> Text shown
Poland’s Rotating Council Of The EU Presidency Is A Chance To Rebalance Relations With Ukraine
Tusk will likely remain a Europhile with pro-German tendencies at heart, but he might feel pressured to keep aping conservative-nationalist policies towards Ukraine up to the point of actually implementing them if he hopes to keep his political career.
Poland became Ukraine’s junior partner over course of the NATO-Russian proxy war instead of the inverse due to its politicians declining to leverage their country’s position as its neighbor’s lifeline for coercing economic and political concessions in exchange for aid. This naïve approach began to change in summer 2023 after the former (very imperfect) conservative-nationalist government complained about how the influx of cheap Ukrainian grain on the domestic market harmed Polish farmers.
The liberal-globalist coalition that then replaced them surprisingly continued this policy and even built upon it by then demanding that Ukraine exhume and properly bury the Volhynia Genocide victims’ remains as well as declaring that more military aid will only be given on credit and no longer for free. This last-mentioned policy followed Poland being excluded from the Ukrainian endgame after it wasn’t invited to mid-October’s Berlin Summit between the American, British, French, and German leaders.
Returning Prime Minister Tusk is a Europhile with very pro-German tendencies, but he’s also an astute politician who knows that his party might not replace outgoing conservative-nationalist President Duda during next year’s election if it doesn’t at least make a show of putting Polish national interests first. This observation wasn’t lost on German-owned Politico, which published an unexpectedly critical piece on Monday about how “Poland’s split-personality disorder to blight trade talks with Ukraine”.
The gist is that Eurocrats should temper their expectations for a breakthrough in trade and other relations with Ukraine during Poland’s rotating Council of the EU presidency, which’ll last half a year from January to June 2025, due to the aforementioned domestic political reasons. They candidly explain how this is attributable to his balancing act that aims to keep the conservative-nationalist opposition at bay, but it’s still portrayed negatively in terms of the bigger picture.
One of the reasons for that is because the German-led EU doesn’t want Ukraine to make any economic or political concessions to Poland since that would reverse the state of strategic affairs whereby the former has become the latter’s senior partner over nearly the past three years. The problem from their perspective is that Tusk might feel coerced by domestic political circumstances into keeping up the tough guy act ahead of next year’s presidential election, which could further worsen Polish-Ukrainian ties.
In that event, seeing as how Poland is the geographic gateway to Ukraine, Warsaw might more assertively leverage its position as Kiev’s lifeline to either get what it wants or punish its neighbor. This could also impede third parties’ ties with Ukraine, in particular Germany’s post-conflict military aid and economic reconstruction plans, which could gradually rebalance Polish-Ukrainian relations. That outcome would be at the expense of what Germany envisages to be its hegemonic role over both.
There’s also the possibility that Tusk’s efforts are ultimately for naught and the conservative-nationalist opposition’s candidate for president beats the ruling liberal-globalist coalition’s, which could make it much more difficult for him to walk back his government’s newly hardline policy even if he wants to. Moreover, it could also create a fait accompli whereby this same approach continues for reasons of inertia, which could then characterize his government’s stance till the 2027 parliamentary elections.

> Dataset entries
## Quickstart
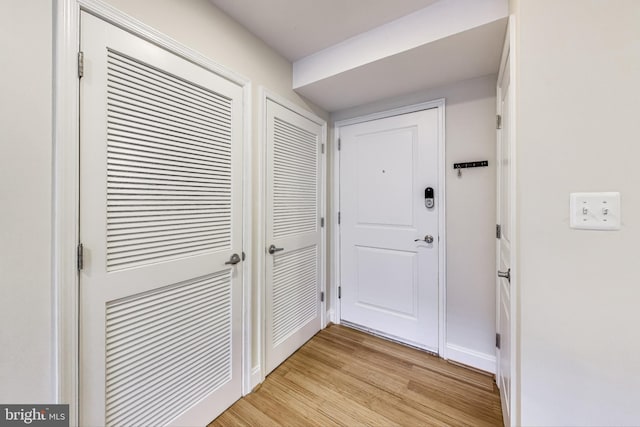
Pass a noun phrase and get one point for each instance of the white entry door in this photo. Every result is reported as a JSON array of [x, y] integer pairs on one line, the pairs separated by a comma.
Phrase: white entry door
[[503, 259], [161, 225], [293, 232], [388, 236]]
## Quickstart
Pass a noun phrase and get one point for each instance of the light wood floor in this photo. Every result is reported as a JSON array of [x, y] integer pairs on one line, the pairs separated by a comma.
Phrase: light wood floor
[[349, 378]]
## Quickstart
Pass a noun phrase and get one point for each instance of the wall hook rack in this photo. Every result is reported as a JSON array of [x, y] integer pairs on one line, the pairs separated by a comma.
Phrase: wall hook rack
[[476, 164]]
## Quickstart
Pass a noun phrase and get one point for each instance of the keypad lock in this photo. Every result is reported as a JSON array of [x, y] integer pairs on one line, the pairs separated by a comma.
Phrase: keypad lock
[[428, 197]]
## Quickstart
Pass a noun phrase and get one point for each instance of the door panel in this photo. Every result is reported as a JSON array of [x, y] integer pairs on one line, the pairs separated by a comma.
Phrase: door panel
[[161, 213], [293, 272], [505, 209], [389, 273]]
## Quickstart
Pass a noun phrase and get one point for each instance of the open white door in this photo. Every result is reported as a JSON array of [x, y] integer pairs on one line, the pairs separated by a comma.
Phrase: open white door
[[161, 225], [506, 234], [389, 234], [293, 232]]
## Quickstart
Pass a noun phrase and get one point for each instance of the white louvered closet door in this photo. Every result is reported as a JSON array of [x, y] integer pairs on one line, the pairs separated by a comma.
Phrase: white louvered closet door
[[160, 214], [293, 270]]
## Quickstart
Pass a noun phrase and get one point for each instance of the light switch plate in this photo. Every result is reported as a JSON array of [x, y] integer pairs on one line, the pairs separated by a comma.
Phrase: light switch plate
[[595, 211]]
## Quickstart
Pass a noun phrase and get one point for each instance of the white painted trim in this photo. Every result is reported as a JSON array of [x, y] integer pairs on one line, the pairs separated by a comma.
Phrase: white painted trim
[[264, 95], [66, 175], [261, 230], [256, 377], [65, 199], [515, 294], [442, 226], [475, 359], [247, 240]]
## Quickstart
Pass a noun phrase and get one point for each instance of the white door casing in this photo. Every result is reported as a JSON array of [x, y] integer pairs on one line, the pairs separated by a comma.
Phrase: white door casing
[[161, 213], [505, 256], [293, 265], [389, 262]]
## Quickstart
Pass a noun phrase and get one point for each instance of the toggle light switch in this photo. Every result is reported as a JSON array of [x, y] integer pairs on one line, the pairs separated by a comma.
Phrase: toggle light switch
[[595, 211]]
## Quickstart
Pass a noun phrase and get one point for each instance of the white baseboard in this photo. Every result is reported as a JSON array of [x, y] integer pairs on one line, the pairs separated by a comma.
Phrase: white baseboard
[[331, 316], [475, 359], [256, 377]]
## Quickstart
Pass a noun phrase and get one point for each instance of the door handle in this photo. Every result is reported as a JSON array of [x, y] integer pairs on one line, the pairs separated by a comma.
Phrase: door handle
[[273, 249], [505, 274], [235, 258], [428, 239]]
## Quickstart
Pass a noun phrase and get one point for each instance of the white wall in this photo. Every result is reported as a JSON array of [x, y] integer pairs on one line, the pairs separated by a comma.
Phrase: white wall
[[470, 136], [578, 105], [26, 359]]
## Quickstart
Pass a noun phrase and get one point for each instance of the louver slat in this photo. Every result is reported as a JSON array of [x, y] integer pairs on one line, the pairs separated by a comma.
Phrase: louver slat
[[295, 164], [167, 349], [168, 166], [294, 292]]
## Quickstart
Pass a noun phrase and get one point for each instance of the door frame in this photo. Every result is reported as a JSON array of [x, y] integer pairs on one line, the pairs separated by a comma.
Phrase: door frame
[[439, 104], [264, 95], [66, 195], [509, 50]]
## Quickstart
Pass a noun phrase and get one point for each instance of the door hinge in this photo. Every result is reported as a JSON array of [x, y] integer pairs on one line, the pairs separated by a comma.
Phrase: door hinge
[[80, 64], [80, 257]]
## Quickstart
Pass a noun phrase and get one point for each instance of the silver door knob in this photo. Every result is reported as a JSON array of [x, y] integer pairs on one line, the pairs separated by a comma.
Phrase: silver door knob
[[235, 258], [505, 274], [428, 239], [273, 249]]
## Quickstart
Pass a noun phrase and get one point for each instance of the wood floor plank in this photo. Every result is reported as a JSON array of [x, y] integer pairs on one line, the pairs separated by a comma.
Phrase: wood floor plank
[[345, 377]]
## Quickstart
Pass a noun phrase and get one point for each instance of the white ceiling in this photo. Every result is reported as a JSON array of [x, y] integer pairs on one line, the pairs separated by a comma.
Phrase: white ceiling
[[347, 53], [297, 28]]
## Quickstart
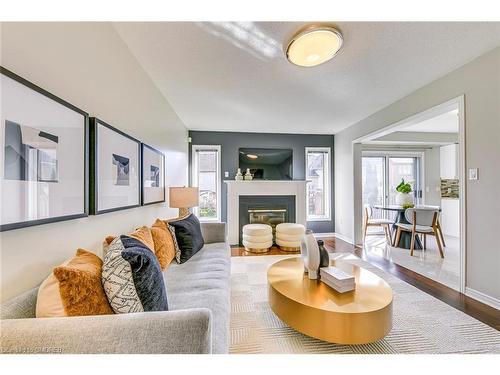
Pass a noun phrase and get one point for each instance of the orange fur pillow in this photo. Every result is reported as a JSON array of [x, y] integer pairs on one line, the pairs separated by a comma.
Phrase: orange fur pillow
[[74, 288], [142, 234], [163, 243]]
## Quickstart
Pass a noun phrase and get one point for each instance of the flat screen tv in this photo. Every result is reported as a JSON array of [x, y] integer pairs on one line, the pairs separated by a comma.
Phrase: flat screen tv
[[267, 163]]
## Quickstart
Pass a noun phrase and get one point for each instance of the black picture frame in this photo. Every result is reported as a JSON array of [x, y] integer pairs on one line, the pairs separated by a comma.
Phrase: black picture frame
[[145, 146], [94, 167], [85, 125]]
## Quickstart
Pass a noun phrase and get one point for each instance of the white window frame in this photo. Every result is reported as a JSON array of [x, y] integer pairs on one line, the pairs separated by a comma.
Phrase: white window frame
[[328, 182], [401, 154], [194, 177]]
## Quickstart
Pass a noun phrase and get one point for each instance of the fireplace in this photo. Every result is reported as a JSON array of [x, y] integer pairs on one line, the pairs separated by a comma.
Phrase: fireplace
[[263, 209]]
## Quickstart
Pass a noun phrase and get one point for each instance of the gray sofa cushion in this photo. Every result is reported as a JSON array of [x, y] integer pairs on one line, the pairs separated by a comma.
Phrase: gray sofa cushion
[[204, 281], [200, 285]]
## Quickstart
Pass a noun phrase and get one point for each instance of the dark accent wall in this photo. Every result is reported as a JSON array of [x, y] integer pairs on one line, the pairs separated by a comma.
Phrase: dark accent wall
[[230, 143]]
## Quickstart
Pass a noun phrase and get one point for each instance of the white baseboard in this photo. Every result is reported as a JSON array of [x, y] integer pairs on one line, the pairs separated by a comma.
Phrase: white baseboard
[[484, 298], [326, 234], [344, 238]]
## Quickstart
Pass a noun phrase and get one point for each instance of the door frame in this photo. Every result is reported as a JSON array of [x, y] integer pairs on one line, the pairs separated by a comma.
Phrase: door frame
[[457, 102]]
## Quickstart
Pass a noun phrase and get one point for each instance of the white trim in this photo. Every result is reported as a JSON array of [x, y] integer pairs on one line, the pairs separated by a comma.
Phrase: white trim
[[194, 177], [327, 191], [326, 234], [344, 238], [402, 154], [462, 192], [437, 110], [412, 120], [484, 298]]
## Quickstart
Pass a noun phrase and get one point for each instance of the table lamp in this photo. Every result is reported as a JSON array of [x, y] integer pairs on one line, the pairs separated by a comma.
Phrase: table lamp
[[183, 198]]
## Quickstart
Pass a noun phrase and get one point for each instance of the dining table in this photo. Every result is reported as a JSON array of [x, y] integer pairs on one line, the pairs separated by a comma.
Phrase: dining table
[[405, 239]]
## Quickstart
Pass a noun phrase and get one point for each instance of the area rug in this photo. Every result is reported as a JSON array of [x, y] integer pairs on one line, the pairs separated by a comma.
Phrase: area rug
[[421, 323]]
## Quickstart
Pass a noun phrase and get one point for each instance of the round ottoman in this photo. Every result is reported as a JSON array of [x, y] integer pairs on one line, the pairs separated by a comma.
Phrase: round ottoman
[[257, 238], [289, 235]]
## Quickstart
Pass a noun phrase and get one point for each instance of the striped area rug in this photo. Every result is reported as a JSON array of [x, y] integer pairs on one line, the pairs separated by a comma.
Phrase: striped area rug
[[421, 323]]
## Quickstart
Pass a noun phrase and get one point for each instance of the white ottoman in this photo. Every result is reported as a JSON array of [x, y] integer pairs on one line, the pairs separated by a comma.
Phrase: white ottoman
[[257, 238], [289, 235]]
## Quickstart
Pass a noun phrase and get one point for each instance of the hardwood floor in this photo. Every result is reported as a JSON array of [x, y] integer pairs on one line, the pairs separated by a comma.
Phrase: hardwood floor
[[476, 309]]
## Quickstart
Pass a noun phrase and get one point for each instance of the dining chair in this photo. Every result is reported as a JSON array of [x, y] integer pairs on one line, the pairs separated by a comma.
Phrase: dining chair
[[438, 223], [421, 221], [373, 222]]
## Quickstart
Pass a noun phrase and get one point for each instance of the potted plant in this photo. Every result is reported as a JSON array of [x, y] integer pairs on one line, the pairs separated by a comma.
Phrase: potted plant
[[404, 193]]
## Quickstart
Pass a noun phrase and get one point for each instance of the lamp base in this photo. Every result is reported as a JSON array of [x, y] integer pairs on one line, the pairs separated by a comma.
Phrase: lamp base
[[184, 212]]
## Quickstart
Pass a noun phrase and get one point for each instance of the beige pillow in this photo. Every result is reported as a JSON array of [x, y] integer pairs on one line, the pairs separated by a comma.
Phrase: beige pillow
[[164, 243]]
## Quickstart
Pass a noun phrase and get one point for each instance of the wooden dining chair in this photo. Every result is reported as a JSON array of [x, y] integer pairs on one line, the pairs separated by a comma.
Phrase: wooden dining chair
[[421, 221], [372, 222], [438, 224]]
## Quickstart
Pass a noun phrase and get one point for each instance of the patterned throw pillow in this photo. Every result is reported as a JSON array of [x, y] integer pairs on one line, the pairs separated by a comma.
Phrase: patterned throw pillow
[[188, 236], [132, 278], [73, 289]]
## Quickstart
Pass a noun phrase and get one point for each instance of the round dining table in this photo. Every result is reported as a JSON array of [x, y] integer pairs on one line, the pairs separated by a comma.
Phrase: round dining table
[[405, 239]]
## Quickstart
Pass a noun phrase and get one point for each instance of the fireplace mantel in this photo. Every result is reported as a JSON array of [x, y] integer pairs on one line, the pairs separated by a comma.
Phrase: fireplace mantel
[[262, 187]]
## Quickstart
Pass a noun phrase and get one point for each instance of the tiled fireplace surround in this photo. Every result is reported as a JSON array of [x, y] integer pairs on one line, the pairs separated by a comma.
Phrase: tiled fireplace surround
[[289, 195]]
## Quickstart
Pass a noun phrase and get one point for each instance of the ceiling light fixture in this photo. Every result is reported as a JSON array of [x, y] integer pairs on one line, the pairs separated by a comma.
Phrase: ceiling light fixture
[[314, 45]]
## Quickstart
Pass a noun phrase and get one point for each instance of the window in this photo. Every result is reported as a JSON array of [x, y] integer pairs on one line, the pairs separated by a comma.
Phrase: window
[[383, 171], [318, 187], [206, 175]]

> The tasks
- a) Decide whether each of the following statements agrees with the article on Poland's EU presidency and Ukraine: (i) In summer 2023 the conservative-nationalist government complained that cheap Ukrainian grain harmed Polish farmers. (ii) Poland was invited to the mid-October Berlin Summit. (iii) Poland's rotating Council of the EU presidency runs from January to June 2025. For each, answer yes or no and quote the deciding words.
- b) Output the stretch of the article on Poland's EU presidency and Ukraine from "There’s also the" through "2027 parliamentary elections.".

> Task-by-task outputs
- a)
(i) Yes: "the former (very imperfect) conservative-nationalist government complained about how the influx of cheap Ukrainian grain on the domestic market harmed Polish farmers"
(ii) No: "it wasn’t invited to mid-October’s Berlin Summit"
(iii) Yes: "which’ll last half a year from January to June 2025"

- b)
There’s also the possibility that Tusk’s efforts are ultimately for naught and the conservative-nationalist opposition’s candidate for president beats the ruling liberal-globalist coalition’s, which could make it much more difficult for him to walk back his government’s newly hardline policy even if he wants to. Moreover, it could also create a fait accompli whereby this same approach continues for reasons of inertia, which could then characterize his government’s stance till the 2027 parliamentary elections.